Material for the task:
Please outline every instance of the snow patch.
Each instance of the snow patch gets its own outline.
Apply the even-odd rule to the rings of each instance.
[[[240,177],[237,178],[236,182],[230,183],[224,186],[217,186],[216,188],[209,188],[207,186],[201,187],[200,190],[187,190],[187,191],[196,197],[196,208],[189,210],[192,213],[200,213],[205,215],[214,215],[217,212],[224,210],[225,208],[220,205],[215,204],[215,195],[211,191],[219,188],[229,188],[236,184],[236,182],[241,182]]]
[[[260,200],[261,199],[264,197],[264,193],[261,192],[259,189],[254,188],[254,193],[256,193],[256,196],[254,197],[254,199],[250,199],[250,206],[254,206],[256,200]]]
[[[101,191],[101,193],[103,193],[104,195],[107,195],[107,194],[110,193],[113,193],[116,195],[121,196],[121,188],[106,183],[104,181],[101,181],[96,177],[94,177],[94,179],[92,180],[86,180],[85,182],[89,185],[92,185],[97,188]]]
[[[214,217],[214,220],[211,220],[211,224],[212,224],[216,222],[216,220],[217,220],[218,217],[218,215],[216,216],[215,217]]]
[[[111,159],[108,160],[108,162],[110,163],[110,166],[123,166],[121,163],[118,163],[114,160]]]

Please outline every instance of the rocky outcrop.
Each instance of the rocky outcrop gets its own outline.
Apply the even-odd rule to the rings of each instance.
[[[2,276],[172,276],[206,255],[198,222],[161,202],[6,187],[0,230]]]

Problem to solve: Can you reproduce all the records above, substituting "occurrence" for every "instance" and leaving everything else untouched?

Task result:
Please outline every occurrence of the snow patch.
Each occurrence of the snow patch gets its own outline.
Apply the even-odd rule to the rings of each occurrence.
[[[240,177],[237,178],[236,182],[230,183],[224,186],[217,186],[216,188],[209,188],[207,186],[201,187],[200,190],[187,190],[187,191],[196,197],[196,208],[189,210],[192,213],[200,213],[205,215],[214,215],[217,212],[224,210],[225,208],[220,205],[215,204],[215,195],[211,191],[219,188],[229,188],[236,184],[236,182],[241,182]]]
[[[260,200],[261,199],[264,197],[264,193],[261,192],[259,189],[254,188],[254,193],[256,193],[256,196],[254,197],[254,199],[250,199],[250,206],[254,206],[256,200]]]
[[[101,191],[101,193],[103,193],[104,195],[107,195],[107,194],[110,193],[113,193],[116,195],[121,196],[121,188],[106,183],[104,181],[101,181],[96,177],[94,177],[94,179],[92,180],[86,180],[85,182],[89,185],[92,185],[97,188]]]
[[[214,217],[214,220],[211,220],[211,224],[212,224],[216,222],[216,220],[217,220],[218,217],[218,215],[216,216],[215,217]]]
[[[111,159],[108,160],[108,162],[110,163],[110,166],[123,166],[121,163],[118,163],[114,160]]]

Please outline every occurrence of the rocky outcrop.
Each occurrence of the rocky outcrop gets its own outline.
Apply the even-odd rule to the rings of each occurrence.
[[[2,276],[172,276],[206,255],[198,222],[161,202],[6,187],[0,230]]]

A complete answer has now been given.